Copy the data below word for word, from its first line through the line that contains "(1164, 817)", including both.

-*-

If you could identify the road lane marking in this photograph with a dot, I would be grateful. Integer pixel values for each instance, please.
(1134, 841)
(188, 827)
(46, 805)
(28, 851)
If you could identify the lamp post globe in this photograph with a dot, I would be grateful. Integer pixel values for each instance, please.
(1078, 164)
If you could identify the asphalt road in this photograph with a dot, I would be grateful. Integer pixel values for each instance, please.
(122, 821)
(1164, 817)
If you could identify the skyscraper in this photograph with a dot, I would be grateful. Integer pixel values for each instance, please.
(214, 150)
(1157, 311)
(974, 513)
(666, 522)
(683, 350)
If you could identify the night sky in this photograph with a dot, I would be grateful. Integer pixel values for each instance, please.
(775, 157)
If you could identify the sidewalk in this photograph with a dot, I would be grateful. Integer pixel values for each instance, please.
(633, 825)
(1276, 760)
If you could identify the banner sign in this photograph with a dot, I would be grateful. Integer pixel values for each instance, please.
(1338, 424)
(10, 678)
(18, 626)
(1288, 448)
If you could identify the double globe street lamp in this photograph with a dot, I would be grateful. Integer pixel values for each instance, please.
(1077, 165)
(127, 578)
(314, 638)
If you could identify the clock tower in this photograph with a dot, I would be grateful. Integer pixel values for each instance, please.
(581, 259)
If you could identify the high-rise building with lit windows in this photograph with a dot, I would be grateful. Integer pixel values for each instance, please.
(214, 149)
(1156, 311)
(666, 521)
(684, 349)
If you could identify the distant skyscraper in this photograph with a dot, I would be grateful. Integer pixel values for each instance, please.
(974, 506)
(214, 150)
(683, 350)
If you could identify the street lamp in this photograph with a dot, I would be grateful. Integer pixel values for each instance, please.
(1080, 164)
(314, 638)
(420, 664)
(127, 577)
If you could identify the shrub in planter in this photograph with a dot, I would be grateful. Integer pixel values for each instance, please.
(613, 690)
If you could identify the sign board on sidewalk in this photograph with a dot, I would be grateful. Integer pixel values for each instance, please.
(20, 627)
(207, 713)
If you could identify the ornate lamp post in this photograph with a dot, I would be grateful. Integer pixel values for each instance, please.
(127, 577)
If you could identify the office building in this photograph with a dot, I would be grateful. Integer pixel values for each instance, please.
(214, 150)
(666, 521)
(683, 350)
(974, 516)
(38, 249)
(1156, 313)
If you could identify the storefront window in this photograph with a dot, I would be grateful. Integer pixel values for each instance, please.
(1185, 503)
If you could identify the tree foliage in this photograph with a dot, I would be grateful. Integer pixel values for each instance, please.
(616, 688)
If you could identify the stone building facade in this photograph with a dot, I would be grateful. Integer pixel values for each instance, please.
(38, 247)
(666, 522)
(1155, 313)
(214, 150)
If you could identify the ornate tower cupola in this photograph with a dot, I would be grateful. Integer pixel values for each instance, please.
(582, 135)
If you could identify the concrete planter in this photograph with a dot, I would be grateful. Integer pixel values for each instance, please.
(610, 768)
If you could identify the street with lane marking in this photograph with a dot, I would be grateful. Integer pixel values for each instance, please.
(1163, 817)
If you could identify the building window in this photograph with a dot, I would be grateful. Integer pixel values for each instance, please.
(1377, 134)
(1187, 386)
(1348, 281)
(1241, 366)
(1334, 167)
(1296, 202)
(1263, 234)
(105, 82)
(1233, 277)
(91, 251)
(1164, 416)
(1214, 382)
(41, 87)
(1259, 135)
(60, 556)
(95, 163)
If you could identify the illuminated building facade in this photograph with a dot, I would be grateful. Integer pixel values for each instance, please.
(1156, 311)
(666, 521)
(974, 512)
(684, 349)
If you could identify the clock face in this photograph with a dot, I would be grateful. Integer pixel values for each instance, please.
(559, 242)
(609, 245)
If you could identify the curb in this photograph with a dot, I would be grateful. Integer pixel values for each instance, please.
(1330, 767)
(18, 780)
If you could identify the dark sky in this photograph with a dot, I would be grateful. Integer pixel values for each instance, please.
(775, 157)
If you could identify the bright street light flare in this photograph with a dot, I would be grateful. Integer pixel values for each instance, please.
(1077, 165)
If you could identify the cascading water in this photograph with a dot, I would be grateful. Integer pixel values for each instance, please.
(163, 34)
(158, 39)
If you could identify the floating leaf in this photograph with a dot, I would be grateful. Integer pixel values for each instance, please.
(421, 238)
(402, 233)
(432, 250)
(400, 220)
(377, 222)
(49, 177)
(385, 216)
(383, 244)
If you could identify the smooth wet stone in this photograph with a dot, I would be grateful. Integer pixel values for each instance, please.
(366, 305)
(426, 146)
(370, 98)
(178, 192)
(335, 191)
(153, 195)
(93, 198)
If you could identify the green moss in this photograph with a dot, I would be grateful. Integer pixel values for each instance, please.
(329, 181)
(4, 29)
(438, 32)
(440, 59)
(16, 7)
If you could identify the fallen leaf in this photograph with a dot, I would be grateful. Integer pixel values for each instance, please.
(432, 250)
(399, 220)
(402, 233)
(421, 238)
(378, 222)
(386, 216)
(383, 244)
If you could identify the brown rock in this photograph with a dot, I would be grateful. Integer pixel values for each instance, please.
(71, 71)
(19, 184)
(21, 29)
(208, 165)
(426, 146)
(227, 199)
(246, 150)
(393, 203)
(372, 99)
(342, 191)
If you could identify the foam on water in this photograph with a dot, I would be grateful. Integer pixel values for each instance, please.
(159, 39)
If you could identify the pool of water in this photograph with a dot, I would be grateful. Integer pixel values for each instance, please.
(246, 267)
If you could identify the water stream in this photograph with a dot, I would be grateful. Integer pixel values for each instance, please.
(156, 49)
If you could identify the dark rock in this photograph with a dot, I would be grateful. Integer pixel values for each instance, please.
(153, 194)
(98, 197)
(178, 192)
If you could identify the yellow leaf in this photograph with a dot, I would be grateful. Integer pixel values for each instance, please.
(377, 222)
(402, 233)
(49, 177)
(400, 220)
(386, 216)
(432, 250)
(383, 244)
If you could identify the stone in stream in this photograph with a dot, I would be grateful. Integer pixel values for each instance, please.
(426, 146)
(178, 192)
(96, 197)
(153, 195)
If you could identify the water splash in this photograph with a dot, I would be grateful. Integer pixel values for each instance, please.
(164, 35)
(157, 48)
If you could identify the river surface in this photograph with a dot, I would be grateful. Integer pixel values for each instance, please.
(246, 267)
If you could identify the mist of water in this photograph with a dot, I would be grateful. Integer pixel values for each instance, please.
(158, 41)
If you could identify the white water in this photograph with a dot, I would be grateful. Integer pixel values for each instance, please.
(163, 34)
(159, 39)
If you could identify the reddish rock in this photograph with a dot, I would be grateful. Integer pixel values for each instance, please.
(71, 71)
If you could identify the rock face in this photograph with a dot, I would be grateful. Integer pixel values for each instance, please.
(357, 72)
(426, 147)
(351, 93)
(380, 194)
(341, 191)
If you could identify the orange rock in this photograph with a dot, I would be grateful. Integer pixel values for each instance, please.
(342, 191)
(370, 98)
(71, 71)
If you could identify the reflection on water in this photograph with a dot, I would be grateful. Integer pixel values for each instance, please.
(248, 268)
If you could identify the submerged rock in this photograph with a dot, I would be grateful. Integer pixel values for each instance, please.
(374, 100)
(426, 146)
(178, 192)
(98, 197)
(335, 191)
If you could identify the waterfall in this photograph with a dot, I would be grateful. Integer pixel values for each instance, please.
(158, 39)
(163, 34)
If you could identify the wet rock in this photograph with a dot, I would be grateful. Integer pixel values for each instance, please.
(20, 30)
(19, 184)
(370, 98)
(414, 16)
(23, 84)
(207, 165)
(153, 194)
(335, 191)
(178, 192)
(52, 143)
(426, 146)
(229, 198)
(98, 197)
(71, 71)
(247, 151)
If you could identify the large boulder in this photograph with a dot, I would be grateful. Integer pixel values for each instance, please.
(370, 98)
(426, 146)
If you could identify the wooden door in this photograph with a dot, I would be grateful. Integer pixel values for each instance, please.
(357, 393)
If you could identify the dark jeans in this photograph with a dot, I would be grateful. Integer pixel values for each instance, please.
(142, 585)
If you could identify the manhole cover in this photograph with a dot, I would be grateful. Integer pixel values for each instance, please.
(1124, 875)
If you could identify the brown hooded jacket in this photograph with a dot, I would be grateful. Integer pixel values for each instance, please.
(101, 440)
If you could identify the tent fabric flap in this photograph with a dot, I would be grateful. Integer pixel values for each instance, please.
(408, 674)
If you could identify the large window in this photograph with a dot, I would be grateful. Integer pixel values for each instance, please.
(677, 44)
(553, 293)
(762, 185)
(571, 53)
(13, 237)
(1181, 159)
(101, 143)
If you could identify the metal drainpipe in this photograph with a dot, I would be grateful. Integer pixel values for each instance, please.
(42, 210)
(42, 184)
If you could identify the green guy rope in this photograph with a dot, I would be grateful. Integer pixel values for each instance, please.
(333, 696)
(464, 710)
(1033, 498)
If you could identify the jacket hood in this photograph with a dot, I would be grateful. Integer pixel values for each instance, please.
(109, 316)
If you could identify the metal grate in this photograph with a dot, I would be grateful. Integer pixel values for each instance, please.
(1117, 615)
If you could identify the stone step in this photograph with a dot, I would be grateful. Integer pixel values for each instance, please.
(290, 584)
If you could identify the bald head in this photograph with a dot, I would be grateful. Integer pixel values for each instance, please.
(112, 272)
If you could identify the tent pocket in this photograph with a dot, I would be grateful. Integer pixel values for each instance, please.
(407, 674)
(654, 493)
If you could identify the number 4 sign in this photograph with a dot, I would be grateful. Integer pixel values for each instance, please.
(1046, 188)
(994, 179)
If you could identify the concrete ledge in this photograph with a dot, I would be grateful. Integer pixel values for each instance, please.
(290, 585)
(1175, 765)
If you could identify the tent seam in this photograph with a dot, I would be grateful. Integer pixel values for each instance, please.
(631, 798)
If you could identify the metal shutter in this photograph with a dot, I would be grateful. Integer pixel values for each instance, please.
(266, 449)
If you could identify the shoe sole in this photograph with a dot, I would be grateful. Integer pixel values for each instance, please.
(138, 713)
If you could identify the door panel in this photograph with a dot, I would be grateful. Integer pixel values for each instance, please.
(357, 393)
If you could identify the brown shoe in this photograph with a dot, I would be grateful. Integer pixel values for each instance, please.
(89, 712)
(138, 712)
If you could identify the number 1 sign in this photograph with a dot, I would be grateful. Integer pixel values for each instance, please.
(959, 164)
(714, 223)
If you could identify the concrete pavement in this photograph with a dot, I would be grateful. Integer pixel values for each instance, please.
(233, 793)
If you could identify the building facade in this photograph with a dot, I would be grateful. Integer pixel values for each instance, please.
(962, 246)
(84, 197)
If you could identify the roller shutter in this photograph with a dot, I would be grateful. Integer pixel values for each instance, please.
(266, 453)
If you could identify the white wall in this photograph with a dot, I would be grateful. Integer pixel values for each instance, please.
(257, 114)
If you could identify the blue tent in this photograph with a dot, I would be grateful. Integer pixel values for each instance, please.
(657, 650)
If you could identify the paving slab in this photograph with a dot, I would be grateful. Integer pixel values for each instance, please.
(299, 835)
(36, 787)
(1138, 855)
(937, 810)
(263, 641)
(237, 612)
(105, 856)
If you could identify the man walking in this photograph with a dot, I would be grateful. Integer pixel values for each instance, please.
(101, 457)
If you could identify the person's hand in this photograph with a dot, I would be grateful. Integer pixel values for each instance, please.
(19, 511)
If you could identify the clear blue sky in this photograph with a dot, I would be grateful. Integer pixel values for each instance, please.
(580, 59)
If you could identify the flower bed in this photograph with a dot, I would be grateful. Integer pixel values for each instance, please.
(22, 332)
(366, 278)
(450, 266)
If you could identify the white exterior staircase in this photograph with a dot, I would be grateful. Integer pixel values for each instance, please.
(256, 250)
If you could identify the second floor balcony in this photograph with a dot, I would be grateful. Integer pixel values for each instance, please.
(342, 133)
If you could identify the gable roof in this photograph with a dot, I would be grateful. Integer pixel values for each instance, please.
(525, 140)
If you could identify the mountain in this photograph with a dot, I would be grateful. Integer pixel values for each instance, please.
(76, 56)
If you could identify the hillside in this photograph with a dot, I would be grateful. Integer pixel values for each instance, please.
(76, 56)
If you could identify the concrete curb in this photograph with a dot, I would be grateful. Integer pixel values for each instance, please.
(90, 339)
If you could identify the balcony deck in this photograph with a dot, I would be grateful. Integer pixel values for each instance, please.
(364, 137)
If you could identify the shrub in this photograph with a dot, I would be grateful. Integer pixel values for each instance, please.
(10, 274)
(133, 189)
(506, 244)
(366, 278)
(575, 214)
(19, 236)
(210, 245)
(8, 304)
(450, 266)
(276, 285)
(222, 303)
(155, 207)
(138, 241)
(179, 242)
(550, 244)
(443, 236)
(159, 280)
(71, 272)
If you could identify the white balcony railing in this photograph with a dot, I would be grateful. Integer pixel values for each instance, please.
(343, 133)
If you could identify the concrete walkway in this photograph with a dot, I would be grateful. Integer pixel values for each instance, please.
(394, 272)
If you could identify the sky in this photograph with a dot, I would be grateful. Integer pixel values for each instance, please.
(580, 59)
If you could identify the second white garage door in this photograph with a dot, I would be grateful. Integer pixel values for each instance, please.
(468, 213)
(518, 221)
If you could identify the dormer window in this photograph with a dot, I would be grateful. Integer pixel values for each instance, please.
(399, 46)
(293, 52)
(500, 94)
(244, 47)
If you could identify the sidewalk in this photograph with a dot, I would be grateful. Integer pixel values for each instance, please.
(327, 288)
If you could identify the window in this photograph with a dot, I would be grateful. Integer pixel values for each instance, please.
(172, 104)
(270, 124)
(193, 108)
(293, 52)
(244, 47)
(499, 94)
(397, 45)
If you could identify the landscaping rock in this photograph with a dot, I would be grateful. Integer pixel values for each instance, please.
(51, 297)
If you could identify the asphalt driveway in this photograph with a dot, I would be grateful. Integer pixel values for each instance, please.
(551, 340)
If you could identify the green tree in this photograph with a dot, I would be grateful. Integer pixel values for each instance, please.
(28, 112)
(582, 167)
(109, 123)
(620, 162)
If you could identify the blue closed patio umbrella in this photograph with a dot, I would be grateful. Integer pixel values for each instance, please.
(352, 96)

-*-

● **COMPLETE ANSWER**
If you could identify the road lane marking in this photograph with a dot, I would be grateful. Integer pixel values for each instance, please.
(1134, 841)
(188, 827)
(46, 805)
(28, 851)
If you could identify the lamp post globe in this photograph with a dot, I would be grateful. Integer pixel values for each instance, please.
(1078, 164)
If you could identify the asphalt road in this photograph with a dot, I would be grateful. Integer pixel values for each instance, please.
(122, 821)
(1164, 817)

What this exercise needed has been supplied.